» EXERCISE GOAL: Only the lines from the one containing "Note: point at the window" to the end of the records should be given again, word for word and in full.

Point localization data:
^^^^
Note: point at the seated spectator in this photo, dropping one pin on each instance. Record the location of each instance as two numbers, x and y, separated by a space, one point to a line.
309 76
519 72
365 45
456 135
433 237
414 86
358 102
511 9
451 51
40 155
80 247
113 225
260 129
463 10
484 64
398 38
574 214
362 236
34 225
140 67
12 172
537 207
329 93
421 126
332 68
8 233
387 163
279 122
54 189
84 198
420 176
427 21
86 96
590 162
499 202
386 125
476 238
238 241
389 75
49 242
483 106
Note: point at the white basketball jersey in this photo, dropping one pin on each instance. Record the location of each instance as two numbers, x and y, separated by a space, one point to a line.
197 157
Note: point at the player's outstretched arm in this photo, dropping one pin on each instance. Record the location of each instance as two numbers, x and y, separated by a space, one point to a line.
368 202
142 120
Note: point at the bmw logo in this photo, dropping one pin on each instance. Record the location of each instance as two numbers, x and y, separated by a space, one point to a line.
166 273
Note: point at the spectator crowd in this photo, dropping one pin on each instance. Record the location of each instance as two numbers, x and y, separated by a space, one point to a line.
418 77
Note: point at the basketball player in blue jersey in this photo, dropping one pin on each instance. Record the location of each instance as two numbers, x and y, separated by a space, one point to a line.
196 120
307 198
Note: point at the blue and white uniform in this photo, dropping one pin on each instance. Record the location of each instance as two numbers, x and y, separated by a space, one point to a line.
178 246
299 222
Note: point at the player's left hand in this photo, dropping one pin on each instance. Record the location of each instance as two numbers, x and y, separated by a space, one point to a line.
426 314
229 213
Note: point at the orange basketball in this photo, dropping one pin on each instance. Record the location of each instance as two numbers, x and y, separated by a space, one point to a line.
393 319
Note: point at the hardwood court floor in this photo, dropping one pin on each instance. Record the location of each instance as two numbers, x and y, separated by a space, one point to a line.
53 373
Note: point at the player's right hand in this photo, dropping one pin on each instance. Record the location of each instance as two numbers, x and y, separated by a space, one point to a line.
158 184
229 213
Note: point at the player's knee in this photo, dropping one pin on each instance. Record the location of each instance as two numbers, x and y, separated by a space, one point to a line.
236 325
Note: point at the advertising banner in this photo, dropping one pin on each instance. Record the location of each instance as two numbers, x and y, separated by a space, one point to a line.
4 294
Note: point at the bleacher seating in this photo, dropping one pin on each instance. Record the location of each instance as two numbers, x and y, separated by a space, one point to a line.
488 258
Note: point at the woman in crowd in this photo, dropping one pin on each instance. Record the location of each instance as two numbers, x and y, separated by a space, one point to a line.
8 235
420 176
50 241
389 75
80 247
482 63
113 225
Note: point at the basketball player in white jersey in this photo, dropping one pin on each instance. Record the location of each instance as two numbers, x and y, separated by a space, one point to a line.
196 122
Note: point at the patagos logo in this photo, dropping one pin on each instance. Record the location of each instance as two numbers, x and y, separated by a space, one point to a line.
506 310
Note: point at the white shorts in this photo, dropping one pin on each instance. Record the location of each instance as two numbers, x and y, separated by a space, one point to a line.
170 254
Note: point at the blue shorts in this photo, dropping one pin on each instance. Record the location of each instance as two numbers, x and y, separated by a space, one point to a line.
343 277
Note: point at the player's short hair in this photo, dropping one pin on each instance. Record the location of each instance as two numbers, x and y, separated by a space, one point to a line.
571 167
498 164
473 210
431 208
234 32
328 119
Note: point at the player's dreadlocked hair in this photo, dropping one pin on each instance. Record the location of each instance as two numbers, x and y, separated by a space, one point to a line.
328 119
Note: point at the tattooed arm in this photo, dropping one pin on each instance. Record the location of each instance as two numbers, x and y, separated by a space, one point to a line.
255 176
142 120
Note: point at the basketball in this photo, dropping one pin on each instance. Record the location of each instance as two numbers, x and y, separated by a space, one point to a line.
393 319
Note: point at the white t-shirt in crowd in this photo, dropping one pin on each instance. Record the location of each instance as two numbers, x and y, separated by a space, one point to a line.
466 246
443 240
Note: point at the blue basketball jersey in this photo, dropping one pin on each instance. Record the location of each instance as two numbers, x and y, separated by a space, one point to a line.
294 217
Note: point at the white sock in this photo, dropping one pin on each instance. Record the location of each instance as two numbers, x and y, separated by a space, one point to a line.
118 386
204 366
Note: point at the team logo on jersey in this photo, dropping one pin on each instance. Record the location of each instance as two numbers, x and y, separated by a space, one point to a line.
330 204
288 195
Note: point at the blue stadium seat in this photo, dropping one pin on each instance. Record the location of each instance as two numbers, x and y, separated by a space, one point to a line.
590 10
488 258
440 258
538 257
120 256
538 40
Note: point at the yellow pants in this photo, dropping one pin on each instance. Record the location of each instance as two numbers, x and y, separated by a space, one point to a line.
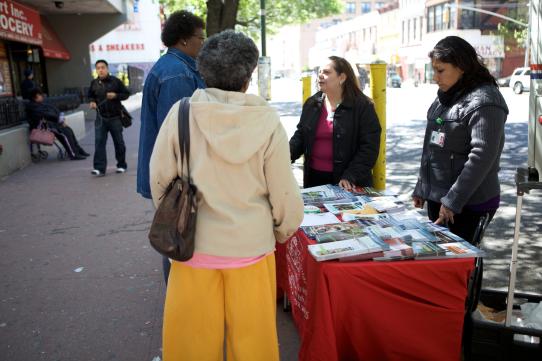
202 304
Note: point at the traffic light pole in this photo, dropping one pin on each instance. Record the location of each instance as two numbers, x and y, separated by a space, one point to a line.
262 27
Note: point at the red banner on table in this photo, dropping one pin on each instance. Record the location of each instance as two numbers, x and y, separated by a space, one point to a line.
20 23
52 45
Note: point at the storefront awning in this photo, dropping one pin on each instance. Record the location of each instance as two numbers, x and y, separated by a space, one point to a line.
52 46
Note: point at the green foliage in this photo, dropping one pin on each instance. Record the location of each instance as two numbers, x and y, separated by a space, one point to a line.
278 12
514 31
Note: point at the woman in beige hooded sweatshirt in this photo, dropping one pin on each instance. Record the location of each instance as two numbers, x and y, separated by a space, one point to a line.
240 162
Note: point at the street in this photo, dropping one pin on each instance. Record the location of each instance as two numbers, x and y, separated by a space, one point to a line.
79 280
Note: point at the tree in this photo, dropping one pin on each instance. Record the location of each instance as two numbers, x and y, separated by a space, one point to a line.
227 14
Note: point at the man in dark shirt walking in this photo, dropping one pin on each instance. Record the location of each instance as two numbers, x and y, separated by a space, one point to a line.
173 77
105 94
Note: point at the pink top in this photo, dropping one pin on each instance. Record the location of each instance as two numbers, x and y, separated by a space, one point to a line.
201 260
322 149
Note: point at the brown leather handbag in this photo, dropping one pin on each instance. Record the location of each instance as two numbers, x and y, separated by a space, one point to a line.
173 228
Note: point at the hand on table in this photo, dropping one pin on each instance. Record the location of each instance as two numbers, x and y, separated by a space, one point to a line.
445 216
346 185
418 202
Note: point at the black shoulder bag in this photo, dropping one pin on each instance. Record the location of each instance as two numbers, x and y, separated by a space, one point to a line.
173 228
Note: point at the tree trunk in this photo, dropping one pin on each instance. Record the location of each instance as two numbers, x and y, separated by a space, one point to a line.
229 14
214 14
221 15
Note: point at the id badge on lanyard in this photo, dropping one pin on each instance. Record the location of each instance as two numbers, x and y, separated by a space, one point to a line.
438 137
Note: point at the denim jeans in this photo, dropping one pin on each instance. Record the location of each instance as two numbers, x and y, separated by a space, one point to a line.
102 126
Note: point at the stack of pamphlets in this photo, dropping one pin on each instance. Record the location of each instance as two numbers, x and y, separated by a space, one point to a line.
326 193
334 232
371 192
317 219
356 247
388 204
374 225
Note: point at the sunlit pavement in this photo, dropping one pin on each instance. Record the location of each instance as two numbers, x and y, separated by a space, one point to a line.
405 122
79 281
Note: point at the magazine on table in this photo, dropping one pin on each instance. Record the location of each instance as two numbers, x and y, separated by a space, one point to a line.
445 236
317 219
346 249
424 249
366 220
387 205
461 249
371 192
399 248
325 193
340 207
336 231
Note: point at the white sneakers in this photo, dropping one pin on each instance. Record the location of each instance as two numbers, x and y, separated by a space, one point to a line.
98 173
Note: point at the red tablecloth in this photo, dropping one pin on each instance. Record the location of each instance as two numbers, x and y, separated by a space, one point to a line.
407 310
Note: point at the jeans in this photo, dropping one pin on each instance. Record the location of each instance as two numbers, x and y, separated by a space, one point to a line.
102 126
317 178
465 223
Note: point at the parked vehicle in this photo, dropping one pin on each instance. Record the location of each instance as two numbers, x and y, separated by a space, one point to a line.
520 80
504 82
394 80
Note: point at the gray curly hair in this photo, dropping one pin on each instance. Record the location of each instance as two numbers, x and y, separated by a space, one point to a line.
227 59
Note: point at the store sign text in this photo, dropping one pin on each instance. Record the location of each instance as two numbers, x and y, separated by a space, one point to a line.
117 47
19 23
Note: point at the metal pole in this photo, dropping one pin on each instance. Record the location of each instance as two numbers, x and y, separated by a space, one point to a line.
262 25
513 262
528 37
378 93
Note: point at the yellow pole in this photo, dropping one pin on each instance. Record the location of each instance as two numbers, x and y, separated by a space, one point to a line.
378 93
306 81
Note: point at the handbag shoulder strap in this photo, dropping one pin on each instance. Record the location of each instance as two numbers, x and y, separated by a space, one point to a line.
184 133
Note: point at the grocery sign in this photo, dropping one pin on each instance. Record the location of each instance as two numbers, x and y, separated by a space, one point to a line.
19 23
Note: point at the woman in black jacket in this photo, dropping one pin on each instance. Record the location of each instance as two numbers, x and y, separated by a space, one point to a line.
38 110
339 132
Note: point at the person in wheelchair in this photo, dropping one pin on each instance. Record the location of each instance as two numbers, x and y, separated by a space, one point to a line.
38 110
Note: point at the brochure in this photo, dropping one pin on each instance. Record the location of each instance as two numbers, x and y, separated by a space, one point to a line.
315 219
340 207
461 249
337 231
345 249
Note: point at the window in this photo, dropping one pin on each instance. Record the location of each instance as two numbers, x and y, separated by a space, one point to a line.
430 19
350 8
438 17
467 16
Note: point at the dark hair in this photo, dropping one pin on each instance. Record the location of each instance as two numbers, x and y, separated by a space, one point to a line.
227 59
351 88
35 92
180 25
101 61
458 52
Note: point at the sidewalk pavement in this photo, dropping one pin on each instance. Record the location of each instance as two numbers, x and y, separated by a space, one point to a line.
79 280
^^^^
» WRITTEN ANSWER:
Note: point at the window in this photo, dropping one pin on each instance. Record the location of each instance as two numbers, x and y, separated by a space, one point to a line.
430 19
350 8
438 17
467 16
Note: point at the dark hair in this photo, dropping one pin on each instance. Record the location of each instance as two numbers, x and y, separated by a space, one point to a line.
227 59
351 88
35 92
180 25
101 61
458 52
Note: point at the sidewalk pavement in this photo, dropping one pin on each instance. Record the location of each instance as two numbers, x and y, separated by a space, one point to a line.
79 280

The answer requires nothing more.